Within the material below, transcribe exactly the lines from the one holding "Task: determine the" through the one holding "positive clicks: (583, 304) (554, 273)", keeping both ends and skipping the rest.

-- Opening Marker --

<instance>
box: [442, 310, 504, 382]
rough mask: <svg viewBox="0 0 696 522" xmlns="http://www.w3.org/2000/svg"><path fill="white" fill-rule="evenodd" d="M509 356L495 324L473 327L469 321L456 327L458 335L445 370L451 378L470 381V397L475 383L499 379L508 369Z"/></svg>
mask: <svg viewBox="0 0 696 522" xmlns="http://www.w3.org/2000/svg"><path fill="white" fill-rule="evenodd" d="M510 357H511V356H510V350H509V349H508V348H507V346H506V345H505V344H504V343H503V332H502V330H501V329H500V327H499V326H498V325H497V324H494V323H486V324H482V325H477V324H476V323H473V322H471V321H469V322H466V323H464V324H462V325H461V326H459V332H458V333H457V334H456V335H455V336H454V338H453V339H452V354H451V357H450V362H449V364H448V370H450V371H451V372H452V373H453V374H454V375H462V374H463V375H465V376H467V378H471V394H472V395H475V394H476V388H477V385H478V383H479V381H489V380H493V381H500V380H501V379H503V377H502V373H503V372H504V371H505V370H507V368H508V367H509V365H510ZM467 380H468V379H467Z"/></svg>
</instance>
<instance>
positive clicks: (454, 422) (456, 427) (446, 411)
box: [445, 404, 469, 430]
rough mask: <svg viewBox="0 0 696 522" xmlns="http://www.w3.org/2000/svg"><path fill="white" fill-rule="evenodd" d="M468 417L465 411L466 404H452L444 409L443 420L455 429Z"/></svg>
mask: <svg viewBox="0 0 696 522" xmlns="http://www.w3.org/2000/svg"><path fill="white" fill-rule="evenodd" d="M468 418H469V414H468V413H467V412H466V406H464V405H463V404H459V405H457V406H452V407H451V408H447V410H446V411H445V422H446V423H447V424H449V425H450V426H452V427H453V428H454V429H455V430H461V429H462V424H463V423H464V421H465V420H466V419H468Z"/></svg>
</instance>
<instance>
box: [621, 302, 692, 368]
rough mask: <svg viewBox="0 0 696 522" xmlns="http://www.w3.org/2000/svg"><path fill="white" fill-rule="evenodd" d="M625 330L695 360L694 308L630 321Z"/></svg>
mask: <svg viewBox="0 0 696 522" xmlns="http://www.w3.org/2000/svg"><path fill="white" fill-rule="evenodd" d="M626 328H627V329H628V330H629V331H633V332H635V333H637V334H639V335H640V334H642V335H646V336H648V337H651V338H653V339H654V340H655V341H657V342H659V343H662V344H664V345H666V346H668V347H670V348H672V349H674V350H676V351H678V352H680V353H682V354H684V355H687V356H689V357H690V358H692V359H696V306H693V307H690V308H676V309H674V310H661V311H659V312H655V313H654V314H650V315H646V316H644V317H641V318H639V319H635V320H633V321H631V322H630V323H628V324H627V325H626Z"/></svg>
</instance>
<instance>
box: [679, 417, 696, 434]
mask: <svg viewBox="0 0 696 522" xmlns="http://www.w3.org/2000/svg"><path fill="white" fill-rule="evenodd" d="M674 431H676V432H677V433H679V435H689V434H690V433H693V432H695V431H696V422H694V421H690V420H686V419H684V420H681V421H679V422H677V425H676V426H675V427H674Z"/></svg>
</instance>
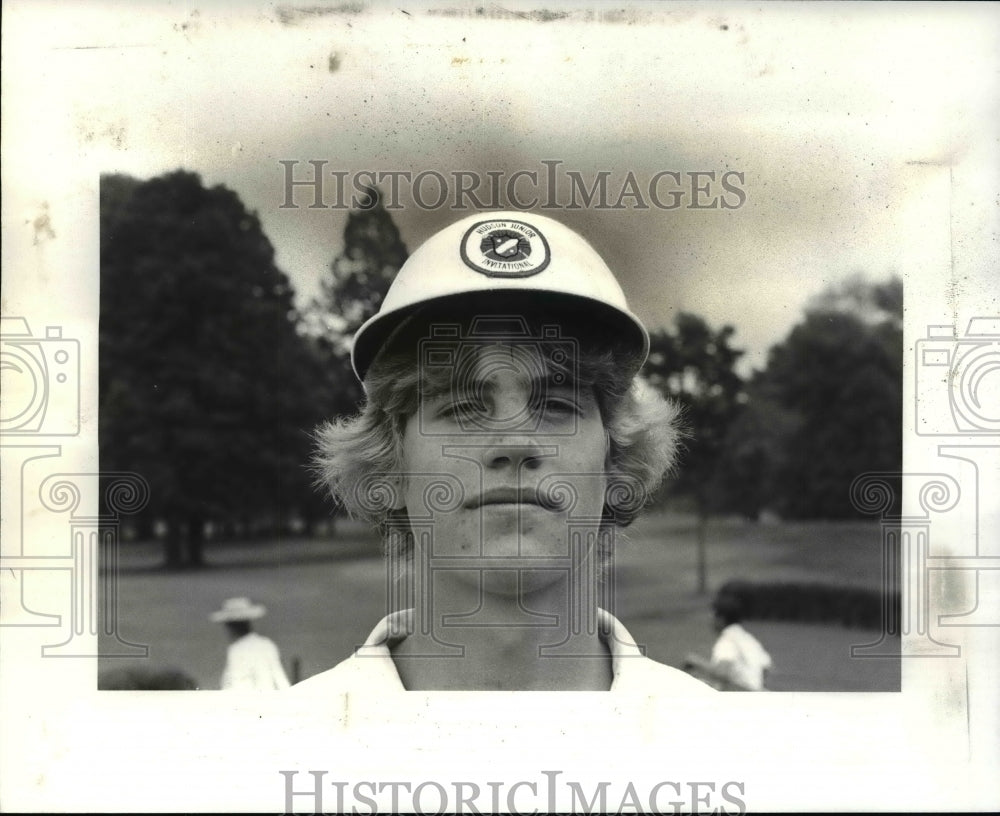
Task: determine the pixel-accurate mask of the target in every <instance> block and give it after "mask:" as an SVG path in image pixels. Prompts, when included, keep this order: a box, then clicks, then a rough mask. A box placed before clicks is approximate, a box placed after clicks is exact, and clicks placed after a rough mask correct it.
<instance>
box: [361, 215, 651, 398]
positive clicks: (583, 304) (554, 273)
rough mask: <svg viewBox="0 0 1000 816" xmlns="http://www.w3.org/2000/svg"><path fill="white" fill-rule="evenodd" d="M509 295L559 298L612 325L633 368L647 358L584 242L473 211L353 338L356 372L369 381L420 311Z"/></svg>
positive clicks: (622, 298) (523, 219) (446, 236)
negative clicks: (391, 343) (392, 343)
mask: <svg viewBox="0 0 1000 816" xmlns="http://www.w3.org/2000/svg"><path fill="white" fill-rule="evenodd" d="M512 293H524V294H525V295H526V296H528V297H529V299H530V300H531V301H534V300H535V299H539V300H543V299H545V298H554V299H558V300H559V301H561V302H562V303H564V304H565V305H566V307H567V308H568V309H570V310H572V311H573V312H574V313H579V314H580V316H582V317H587V318H591V319H593V320H594V321H595V323H604V324H607V325H609V326H610V327H612V329H613V330H614V333H615V337H616V339H617V341H618V342H619V343H621V344H622V345H624V346H625V347H627V348H629V349H630V351H634V354H632V355H630V357H631V365H632V366H634V367H635V368H636V369H638V367H639V366H640V365H642V363H643V361H644V360H645V358H646V355H647V353H648V352H649V335H648V333H647V332H646V329H645V327H644V326H643V325H642V323H641V322H640V321H639V319H638V318H637V317H636V316H635V315H634V314H632V312H631V311H630V310H629V308H628V303H627V302H626V300H625V293H624V292H622V289H621V286H619V285H618V281H617V280H616V279H615V276H614V274H613V273H612V272H611V270H610V269H609V268H608V265H607V264H606V263H605V262H604V260H603V259H602V258H601V256H600V255H598V254H597V252H596V251H595V250H594V248H593V247H591V246H590V244H588V243H587V242H586V241H585V240H584V239H583V238H582V237H580V236H579V235H577V234H576V233H575V232H573V231H572V230H571V229H569V228H568V227H565V226H564V225H562V224H560V223H559V222H558V221H553V220H552V219H551V218H547V217H545V216H541V215H535V214H533V213H522V212H496V213H492V212H490V213H476V214H475V215H471V216H468V217H467V218H463V219H462V220H461V221H457V222H455V223H454V224H451V225H450V226H448V227H445V228H444V229H443V230H441V231H440V232H438V233H436V234H435V235H433V236H431V237H430V238H429V239H428V240H427V241H426V242H425V243H424V244H423V245H422V246H421V247H420V248H419V249H417V250H416V252H414V253H413V254H412V255H411V256H410V257H409V259H408V260H407V261H406V263H404V264H403V266H402V268H401V269H400V270H399V272H398V273H397V274H396V278H395V280H393V282H392V285H391V286H390V287H389V291H388V292H387V293H386V296H385V299H384V300H383V302H382V306H381V308H380V309H379V312H378V314H376V315H375V316H374V317H372V318H370V319H369V320H367V321H366V322H365V323H364V324H363V325H362V326H361V328H360V329H358V331H357V334H355V336H354V347H353V349H352V351H351V362H352V364H353V366H354V372H355V374H357V376H358V379H360V380H362V381H364V378H365V374H366V373H367V372H368V368H369V366H370V365H371V363H372V361H373V360H374V359H375V357H376V356H378V353H379V352H380V351H381V350H382V347H383V346H384V345H385V343H386V341H387V340H388V339H389V337H390V335H391V334H392V333H393V332H394V331H395V330H396V329H397V327H399V325H400V324H401V323H402V322H403V321H404V320H405V319H406V318H407V317H409V316H410V315H412V314H413V313H414V312H415V311H417V310H418V309H420V308H421V307H423V306H425V305H427V304H430V303H442V302H443V301H445V299H447V298H457V297H462V298H463V299H464V298H466V297H468V296H470V295H476V296H477V297H476V300H475V304H476V308H488V306H489V298H490V296H491V295H505V294H506V295H509V294H512ZM504 300H505V301H507V302H509V297H506V298H504ZM442 305H443V303H442Z"/></svg>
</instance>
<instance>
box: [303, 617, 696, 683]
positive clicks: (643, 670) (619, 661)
mask: <svg viewBox="0 0 1000 816" xmlns="http://www.w3.org/2000/svg"><path fill="white" fill-rule="evenodd" d="M597 616H598V629H599V631H600V632H601V633H602V634H601V640H602V641H603V642H604V643H605V644H606V645H607V647H608V649H609V651H610V652H611V670H612V682H611V689H610V691H612V692H622V693H633V694H634V693H640V694H657V695H666V696H684V695H692V694H696V695H702V694H708V693H712V692H713V691H714V689H713V688H711V687H710V686H708V685H706V684H705V683H702V682H701V681H700V680H697V679H695V678H694V677H692V676H691V675H689V674H687V673H686V672H683V671H681V670H679V669H675V668H672V667H671V666H666V665H664V664H663V663H657V662H656V661H655V660H651V659H650V658H648V657H646V656H645V655H644V654H643V653H642V650H641V649H640V648H639V647H638V646H637V645H636V643H635V641H634V640H633V639H632V636H631V635H630V634H629V633H628V630H627V629H626V628H625V627H624V626H623V625H622V624H621V623H620V622H619V621H618V619H617V618H615V617H614V615H612V614H610V613H609V612H606V611H604V610H603V609H598V610H597ZM412 619H413V610H412V609H407V610H402V611H399V612H394V613H392V614H391V615H387V616H386V617H384V618H383V619H382V620H381V621H379V623H378V625H377V626H376V627H375V628H374V629H373V630H372V633H371V634H370V635H369V636H368V639H367V640H366V641H365V643H364V645H362V646H361V647H359V648H358V650H357V651H356V652H355V653H354V654H353V655H351V656H350V657H349V658H347V659H346V660H344V661H342V662H341V663H339V664H338V665H336V666H334V667H333V668H332V669H329V670H327V671H325V672H321V673H320V674H317V675H315V676H313V677H310V678H308V679H307V680H304V681H303V682H301V683H299V684H297V685H295V686H293V687H292V689H293V691H295V692H301V693H309V694H317V695H322V696H327V695H332V694H370V695H378V694H385V693H394V692H400V691H406V689H405V688H404V686H403V681H402V680H401V679H400V677H399V672H398V671H397V670H396V664H395V663H394V662H393V659H392V654H391V653H390V646H393V645H395V644H396V643H398V642H399V641H400V640H402V639H403V638H405V637H406V633H407V632H408V631H410V629H411V628H412V626H411V624H412ZM605 633H606V634H605Z"/></svg>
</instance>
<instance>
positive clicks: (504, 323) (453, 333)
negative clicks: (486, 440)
mask: <svg viewBox="0 0 1000 816" xmlns="http://www.w3.org/2000/svg"><path fill="white" fill-rule="evenodd" d="M578 364H579V349H578V344H577V341H576V340H575V339H573V338H570V337H565V336H563V334H562V329H561V328H560V327H559V326H558V325H543V326H541V327H540V328H539V329H538V332H537V334H533V333H532V332H531V330H530V329H529V327H528V323H527V321H526V320H525V319H524V318H523V317H520V316H511V317H506V316H494V315H491V316H488V317H485V316H482V317H476V318H473V320H472V321H471V323H470V324H469V330H468V333H465V332H463V329H462V327H461V326H460V325H458V324H450V323H436V324H433V325H431V327H430V332H429V336H427V337H424V338H422V339H421V340H420V341H419V343H418V357H417V365H418V366H419V372H418V373H419V378H420V382H421V383H422V384H424V385H422V388H424V389H425V392H426V393H425V399H422V400H421V401H420V405H419V406H418V414H419V426H418V427H419V429H420V433H421V434H425V435H429V436H434V435H449V434H453V433H455V432H459V433H461V434H464V435H468V434H478V435H486V434H496V433H545V434H546V435H549V436H568V435H573V434H575V433H576V431H577V417H576V414H575V413H574V412H571V411H569V410H568V407H566V406H563V407H560V406H556V405H555V404H554V400H553V396H554V395H555V394H556V392H558V393H559V394H560V395H561V396H562V398H564V399H572V397H573V395H574V394H575V389H576V388H577V387H578V386H577V383H578ZM503 372H506V373H509V374H513V375H515V376H517V377H519V378H522V379H523V380H524V382H525V383H527V385H528V388H527V390H526V392H525V394H524V395H523V396H524V398H523V399H521V400H519V401H516V402H513V403H510V404H504V405H503V406H502V407H500V410H496V404H495V403H494V404H493V405H492V406H491V408H488V407H487V403H488V396H489V394H488V389H489V382H490V379H491V377H493V376H496V375H498V374H501V373H503ZM427 397H430V398H431V399H427ZM442 401H445V402H447V403H448V404H447V405H444V406H442V405H441V404H440V403H441V402H442ZM567 406H568V403H567ZM444 412H448V413H447V416H448V418H449V419H450V420H453V421H452V422H447V423H442V422H439V421H437V420H439V419H440V418H441V417H442V415H443V414H444ZM555 413H559V416H560V419H561V420H563V421H560V422H558V423H553V422H547V419H550V418H551V417H552V416H553V415H554V414H555Z"/></svg>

-- Closing Marker --

▶ EXPECTED ANSWER:
Task: determine the pixel-accurate mask of the target in every <instance> block and give it after "mask:" as an SVG path in image pixels. Prompts, when included, keep this order: a box, then clicks, then a rough mask. A box placed before clicks is approximate, a box placed after clicks is exact, and clicks placed after a rough mask correct it.
<instance>
box: [361, 215, 651, 398]
positive clicks: (583, 304) (554, 273)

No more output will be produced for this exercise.